== RECORDS FOR THE EXERCISE ==

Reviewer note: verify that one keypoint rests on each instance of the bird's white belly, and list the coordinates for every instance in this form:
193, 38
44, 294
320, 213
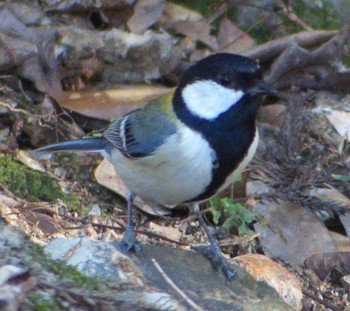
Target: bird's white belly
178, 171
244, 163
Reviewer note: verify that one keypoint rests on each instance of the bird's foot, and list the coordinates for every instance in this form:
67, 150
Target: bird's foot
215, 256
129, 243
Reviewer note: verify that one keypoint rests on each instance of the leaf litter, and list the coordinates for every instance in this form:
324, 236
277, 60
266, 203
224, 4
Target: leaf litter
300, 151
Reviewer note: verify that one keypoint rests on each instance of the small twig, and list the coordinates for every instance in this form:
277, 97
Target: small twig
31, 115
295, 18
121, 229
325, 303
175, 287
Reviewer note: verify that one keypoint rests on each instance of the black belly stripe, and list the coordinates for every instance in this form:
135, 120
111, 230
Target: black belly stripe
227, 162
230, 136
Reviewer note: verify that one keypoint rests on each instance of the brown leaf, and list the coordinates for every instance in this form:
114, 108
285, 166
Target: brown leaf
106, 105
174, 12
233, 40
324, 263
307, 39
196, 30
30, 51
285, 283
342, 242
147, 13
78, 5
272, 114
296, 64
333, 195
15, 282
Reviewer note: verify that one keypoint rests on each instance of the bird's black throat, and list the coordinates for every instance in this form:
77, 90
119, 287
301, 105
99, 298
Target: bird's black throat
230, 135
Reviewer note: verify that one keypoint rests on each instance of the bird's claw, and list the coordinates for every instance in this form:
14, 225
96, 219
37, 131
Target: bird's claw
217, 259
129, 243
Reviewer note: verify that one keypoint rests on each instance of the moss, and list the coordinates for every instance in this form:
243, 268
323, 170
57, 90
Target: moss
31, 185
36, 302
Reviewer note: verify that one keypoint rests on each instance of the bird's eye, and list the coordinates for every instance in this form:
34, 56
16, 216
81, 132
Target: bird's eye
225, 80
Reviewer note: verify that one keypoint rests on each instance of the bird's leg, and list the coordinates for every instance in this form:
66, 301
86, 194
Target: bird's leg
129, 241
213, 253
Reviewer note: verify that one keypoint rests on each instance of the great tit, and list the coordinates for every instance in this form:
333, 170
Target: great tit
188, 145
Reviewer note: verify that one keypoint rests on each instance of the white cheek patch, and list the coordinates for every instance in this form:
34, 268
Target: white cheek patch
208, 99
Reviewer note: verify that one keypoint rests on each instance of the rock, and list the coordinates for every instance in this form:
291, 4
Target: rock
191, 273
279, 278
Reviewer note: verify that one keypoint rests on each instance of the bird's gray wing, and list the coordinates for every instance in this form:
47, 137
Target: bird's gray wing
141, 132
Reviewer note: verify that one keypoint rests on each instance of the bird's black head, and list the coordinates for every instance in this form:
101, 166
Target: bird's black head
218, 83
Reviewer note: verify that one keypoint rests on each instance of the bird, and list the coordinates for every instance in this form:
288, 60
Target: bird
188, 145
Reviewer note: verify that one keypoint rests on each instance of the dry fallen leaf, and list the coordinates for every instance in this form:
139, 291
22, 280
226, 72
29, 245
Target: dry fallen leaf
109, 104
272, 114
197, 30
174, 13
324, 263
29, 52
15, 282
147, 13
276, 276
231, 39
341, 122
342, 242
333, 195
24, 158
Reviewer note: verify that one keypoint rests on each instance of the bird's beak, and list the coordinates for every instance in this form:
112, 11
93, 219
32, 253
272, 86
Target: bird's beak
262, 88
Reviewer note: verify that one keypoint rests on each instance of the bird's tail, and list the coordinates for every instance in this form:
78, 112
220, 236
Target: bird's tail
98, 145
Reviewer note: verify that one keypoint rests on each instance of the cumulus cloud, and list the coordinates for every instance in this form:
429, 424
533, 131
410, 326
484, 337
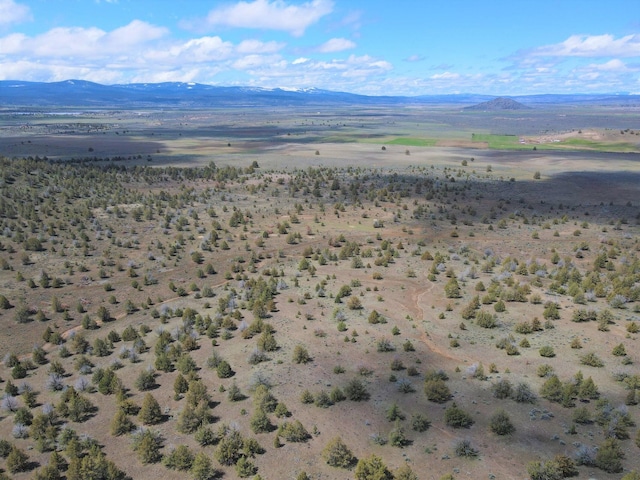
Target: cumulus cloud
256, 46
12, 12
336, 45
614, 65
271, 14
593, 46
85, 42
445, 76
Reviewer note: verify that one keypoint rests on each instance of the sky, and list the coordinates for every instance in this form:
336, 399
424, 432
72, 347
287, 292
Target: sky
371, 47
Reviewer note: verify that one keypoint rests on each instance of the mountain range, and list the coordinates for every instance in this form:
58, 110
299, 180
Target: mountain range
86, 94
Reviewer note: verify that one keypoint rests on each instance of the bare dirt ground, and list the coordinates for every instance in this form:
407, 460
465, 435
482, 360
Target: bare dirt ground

===

Lines above with the string "ground" need to be found and copied.

Reviewer note: verify that one keypoint rests on each instance of the bare dirt ground, and list the coordinates for every instance in this form:
Target: bare dirt ground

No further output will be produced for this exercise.